Dataset rows showing where objects appear
------------------------------------------------------------
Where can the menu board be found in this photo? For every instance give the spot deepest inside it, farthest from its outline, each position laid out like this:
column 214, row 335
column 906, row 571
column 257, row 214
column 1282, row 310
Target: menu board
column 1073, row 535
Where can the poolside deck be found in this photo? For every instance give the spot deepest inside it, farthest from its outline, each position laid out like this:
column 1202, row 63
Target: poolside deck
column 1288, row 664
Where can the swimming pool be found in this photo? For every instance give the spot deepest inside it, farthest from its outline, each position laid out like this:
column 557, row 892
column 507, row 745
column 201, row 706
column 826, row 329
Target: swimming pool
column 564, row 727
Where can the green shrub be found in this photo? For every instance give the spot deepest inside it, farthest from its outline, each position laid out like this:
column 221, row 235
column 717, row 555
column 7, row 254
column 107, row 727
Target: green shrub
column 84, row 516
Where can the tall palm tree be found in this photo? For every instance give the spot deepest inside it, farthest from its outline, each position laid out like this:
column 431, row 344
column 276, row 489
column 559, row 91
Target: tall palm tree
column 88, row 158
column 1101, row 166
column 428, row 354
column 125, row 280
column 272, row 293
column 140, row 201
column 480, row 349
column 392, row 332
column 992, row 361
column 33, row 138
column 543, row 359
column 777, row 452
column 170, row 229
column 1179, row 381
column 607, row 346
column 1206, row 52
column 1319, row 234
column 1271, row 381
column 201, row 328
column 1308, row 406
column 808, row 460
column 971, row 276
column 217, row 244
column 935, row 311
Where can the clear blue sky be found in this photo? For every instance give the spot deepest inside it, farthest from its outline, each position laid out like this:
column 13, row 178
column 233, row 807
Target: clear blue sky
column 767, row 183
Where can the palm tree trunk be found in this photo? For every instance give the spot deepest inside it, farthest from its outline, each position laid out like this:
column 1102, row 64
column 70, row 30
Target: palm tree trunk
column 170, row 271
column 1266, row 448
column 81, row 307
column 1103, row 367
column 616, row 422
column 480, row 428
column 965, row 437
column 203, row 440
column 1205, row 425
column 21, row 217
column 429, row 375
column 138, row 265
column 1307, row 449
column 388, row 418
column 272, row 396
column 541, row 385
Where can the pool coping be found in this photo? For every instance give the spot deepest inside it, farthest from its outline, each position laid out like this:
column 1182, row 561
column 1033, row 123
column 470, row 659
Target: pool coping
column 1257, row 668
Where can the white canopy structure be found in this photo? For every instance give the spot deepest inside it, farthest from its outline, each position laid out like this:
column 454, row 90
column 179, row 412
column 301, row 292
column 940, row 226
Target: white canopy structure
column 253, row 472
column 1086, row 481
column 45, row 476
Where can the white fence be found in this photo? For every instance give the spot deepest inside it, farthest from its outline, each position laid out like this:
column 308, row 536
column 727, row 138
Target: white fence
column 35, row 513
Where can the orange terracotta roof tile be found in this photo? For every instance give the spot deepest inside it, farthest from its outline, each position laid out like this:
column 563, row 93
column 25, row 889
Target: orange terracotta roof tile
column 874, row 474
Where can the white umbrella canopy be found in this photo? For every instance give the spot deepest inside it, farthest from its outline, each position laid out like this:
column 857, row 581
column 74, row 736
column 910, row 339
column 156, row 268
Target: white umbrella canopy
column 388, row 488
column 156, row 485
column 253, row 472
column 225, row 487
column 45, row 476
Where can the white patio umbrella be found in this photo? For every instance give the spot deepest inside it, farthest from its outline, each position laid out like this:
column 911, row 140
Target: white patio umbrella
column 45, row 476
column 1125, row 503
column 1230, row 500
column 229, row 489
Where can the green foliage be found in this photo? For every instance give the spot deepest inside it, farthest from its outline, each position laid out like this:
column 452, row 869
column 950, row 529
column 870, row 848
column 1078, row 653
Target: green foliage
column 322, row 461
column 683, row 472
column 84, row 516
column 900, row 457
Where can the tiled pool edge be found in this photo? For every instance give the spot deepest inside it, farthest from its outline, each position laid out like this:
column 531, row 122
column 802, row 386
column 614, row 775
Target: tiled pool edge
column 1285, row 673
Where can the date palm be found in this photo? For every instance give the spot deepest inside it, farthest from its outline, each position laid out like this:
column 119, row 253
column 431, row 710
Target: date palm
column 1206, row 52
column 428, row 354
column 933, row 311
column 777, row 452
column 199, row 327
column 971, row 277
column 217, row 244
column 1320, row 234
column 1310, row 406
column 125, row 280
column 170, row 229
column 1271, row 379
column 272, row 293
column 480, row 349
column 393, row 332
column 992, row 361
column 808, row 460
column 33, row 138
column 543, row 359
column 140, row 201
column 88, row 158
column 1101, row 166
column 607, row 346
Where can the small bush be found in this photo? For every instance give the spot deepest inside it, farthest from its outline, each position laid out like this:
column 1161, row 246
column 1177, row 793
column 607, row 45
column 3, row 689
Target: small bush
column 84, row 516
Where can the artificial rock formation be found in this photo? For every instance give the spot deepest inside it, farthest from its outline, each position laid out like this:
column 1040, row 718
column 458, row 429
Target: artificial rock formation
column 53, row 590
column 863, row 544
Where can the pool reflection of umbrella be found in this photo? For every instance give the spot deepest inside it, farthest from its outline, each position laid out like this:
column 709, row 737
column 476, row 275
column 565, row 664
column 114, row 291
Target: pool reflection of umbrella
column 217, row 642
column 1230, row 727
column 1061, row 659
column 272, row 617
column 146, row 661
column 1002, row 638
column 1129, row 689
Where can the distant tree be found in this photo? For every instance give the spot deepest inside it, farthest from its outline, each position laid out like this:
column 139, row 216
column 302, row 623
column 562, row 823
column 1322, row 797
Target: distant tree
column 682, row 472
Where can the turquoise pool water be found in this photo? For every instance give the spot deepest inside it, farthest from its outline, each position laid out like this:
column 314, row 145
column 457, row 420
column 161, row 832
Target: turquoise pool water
------------------------------------------------------------
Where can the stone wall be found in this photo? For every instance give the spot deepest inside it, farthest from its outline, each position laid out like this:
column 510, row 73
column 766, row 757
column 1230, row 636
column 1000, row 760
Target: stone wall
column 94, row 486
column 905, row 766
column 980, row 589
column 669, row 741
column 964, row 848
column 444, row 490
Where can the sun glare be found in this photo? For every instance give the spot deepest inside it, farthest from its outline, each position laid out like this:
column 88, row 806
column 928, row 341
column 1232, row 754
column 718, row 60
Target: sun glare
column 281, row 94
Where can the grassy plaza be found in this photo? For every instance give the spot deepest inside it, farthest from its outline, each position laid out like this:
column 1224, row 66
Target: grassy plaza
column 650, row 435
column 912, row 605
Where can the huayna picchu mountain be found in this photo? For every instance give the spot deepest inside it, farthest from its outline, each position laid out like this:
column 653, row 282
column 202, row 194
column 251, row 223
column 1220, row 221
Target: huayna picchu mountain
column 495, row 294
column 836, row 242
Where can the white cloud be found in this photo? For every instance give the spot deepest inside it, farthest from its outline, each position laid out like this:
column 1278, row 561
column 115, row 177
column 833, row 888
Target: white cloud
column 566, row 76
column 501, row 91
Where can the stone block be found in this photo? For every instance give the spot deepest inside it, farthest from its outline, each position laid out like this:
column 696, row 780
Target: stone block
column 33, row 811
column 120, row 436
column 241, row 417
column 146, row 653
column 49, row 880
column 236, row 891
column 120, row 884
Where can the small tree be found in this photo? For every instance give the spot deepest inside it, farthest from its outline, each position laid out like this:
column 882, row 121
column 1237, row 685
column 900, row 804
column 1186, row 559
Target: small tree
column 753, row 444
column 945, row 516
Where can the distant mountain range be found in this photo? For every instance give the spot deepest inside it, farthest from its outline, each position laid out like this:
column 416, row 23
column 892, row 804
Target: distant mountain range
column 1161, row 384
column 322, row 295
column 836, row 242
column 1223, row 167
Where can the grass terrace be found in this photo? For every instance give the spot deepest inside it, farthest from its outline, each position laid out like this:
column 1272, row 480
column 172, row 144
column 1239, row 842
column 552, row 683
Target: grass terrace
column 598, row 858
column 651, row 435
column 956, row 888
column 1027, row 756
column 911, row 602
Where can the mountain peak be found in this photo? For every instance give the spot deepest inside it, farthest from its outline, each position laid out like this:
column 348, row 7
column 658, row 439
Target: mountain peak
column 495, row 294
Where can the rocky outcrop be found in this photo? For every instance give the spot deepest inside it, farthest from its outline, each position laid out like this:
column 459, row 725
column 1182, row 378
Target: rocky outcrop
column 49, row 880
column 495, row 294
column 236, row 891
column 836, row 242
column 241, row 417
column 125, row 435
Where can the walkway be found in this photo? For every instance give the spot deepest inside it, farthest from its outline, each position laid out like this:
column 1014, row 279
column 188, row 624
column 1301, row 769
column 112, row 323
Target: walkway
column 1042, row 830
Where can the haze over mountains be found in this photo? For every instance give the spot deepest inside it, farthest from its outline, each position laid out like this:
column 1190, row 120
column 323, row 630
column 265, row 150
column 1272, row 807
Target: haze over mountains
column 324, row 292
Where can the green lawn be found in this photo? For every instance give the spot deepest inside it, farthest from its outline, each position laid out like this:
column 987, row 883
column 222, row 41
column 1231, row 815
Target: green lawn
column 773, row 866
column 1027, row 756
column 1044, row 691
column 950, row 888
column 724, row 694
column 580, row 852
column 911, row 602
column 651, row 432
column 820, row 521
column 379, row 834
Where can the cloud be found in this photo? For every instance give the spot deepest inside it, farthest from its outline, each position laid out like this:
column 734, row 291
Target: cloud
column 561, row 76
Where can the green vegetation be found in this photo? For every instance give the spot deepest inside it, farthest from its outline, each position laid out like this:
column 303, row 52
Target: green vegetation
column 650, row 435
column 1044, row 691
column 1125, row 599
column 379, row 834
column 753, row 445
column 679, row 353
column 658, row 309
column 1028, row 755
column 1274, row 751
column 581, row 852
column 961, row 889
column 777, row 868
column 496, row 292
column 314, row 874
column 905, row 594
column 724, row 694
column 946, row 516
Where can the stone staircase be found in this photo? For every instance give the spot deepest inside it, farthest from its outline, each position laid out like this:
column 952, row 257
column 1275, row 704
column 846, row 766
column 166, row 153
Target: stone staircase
------------------------------------------------------------
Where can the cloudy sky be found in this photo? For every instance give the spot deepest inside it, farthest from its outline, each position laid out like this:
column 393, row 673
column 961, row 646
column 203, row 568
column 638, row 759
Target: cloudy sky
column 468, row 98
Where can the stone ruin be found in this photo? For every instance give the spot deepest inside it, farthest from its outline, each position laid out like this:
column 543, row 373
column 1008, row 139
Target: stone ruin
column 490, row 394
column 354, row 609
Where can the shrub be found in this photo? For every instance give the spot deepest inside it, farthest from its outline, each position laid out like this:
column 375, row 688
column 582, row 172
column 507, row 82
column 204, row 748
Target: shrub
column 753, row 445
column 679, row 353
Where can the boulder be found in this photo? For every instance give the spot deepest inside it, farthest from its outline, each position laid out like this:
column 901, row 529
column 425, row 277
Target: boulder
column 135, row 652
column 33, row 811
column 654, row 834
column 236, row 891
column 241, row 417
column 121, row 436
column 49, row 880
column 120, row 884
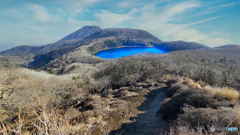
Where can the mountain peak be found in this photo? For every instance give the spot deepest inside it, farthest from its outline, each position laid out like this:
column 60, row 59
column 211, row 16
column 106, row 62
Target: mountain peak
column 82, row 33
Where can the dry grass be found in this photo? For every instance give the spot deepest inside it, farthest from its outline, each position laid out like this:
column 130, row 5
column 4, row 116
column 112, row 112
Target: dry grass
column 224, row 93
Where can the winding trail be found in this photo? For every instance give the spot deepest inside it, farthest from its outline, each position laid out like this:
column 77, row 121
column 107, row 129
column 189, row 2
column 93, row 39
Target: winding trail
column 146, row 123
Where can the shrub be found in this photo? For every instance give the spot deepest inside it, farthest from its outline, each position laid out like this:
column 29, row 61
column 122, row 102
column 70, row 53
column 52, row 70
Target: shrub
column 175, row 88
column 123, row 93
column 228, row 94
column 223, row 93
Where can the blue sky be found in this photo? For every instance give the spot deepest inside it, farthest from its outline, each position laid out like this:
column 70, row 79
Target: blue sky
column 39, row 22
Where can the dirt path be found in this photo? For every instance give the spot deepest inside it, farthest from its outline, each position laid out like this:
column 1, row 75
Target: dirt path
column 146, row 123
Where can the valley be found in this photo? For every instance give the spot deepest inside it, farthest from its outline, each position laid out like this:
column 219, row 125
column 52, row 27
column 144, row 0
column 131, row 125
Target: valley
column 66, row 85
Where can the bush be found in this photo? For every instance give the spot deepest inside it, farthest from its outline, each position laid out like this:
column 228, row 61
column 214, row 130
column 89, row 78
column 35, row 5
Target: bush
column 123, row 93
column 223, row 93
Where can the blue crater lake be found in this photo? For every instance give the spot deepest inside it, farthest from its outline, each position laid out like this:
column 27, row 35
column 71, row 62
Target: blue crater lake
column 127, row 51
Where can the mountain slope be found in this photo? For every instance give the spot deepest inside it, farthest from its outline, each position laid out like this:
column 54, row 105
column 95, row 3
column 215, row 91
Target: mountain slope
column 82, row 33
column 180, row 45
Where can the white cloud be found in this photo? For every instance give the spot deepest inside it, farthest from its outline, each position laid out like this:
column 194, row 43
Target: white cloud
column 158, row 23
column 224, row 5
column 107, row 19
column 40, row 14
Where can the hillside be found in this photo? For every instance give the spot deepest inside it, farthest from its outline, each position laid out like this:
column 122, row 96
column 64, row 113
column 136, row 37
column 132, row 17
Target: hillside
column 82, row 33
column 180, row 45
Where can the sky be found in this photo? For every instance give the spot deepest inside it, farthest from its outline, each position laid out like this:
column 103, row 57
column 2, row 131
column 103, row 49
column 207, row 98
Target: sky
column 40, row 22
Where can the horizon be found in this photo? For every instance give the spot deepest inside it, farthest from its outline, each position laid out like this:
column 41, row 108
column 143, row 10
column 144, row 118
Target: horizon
------------------------------------------------------------
**What this task involves**
Please write out these entries word for word, everything from the line containing "Where can the menu" down to the line containing "column 564, row 727", with both of those lines included.

**Finished task**
Where can the menu board be found in this photo? For every instance give the spot deepest inside it, farthest from its outline, each position laid out like this:
column 214, row 335
column 906, row 571
column 257, row 214
column 1282, row 310
Target: menu board
column 1073, row 535
Where can the poolside deck be found in this photo? For every instance give the spot deepest inside it, farthest from its outline, each position laid out like this:
column 1202, row 63
Target: poolside deck
column 1288, row 664
Where can the swimming pool be found in this photo? For every instance give the spot deepest inside it, farthest from its outline, each position laid out like this:
column 557, row 892
column 507, row 745
column 201, row 706
column 826, row 329
Target: swimming pool
column 564, row 727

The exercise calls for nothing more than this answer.